• _Description of the task_
In the listing below, locate each line that contains the word "fence" and copy every such line.

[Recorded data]
+---+

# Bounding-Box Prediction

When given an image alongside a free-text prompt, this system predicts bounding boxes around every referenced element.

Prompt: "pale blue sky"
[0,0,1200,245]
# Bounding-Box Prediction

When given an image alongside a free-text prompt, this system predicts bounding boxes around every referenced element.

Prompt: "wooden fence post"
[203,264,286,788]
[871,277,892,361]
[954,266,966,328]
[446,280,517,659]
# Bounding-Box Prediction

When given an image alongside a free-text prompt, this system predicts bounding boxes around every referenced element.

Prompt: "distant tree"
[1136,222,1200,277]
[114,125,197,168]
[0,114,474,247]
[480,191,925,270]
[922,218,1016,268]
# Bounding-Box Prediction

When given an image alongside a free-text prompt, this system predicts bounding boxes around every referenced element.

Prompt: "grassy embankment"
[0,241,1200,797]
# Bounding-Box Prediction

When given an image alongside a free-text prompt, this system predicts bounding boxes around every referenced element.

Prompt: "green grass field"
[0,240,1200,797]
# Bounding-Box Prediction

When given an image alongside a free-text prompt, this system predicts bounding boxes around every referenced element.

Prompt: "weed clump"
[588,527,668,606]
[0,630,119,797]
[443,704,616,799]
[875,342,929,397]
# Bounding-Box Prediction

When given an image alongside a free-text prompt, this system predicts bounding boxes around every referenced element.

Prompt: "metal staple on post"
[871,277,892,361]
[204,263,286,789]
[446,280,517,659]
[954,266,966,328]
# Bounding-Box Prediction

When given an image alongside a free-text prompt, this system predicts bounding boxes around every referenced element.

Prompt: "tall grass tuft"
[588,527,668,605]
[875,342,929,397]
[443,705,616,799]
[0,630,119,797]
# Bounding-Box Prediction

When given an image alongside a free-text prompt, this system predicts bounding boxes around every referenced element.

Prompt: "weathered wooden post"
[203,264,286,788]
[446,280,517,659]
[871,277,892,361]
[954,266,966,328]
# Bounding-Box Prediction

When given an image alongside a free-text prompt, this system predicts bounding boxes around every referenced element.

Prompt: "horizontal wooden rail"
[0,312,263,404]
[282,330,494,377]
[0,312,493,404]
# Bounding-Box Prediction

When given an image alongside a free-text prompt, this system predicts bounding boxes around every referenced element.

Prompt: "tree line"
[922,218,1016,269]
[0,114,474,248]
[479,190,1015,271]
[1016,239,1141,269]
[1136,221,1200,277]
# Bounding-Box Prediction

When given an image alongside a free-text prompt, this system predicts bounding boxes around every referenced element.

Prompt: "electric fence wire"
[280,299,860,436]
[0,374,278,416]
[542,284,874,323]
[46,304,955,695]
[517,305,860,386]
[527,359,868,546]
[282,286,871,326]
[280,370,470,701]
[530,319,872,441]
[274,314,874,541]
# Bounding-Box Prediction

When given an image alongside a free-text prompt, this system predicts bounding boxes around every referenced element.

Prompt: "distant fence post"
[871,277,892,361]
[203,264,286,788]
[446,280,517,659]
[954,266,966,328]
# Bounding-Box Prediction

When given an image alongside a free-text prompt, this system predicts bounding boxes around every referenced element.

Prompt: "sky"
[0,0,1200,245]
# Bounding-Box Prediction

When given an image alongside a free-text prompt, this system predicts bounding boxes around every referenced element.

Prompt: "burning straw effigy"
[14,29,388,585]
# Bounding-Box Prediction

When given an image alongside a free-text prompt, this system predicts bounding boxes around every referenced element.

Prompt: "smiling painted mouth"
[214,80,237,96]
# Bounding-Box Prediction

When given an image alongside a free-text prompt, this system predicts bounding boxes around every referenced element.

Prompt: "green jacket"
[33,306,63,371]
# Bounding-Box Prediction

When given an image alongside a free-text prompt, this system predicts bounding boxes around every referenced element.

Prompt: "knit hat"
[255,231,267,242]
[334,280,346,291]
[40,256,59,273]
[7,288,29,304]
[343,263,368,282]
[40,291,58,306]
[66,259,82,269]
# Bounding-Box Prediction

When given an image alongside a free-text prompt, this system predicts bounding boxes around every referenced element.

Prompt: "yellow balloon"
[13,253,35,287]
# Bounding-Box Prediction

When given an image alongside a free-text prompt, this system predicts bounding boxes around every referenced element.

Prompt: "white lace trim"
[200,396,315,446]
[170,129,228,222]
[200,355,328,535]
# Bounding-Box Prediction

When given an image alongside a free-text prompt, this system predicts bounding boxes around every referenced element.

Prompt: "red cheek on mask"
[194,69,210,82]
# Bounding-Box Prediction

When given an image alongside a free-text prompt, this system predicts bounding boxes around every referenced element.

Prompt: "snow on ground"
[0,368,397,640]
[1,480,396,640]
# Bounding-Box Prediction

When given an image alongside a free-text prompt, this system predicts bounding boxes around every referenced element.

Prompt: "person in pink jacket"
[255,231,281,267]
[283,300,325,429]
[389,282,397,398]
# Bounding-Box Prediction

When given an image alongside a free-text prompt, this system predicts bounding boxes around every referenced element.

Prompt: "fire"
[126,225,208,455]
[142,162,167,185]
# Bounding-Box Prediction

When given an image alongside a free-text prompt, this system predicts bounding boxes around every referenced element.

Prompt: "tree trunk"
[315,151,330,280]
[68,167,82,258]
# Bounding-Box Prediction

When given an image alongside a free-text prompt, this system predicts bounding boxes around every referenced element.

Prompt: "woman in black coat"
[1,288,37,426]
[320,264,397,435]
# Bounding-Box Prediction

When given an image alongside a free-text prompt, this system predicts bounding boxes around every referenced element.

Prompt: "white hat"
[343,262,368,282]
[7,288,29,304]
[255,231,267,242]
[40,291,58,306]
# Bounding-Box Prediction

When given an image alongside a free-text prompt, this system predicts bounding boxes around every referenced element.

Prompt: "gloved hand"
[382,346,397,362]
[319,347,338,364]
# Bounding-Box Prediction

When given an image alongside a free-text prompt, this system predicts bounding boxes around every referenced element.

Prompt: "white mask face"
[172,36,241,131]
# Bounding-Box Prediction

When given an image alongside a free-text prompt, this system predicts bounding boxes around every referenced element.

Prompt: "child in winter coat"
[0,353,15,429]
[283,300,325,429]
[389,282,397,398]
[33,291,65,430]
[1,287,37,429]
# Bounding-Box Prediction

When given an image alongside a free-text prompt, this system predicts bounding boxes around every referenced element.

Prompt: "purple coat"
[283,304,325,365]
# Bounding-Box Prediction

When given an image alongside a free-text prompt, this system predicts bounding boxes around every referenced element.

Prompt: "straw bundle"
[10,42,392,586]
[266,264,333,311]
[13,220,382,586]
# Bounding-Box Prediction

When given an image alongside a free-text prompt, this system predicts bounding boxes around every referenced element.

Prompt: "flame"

+---+

• _Final result_
Prompt: "wooden fence post"
Prompt: "electric fence wire"
Prompt: "distant fence post"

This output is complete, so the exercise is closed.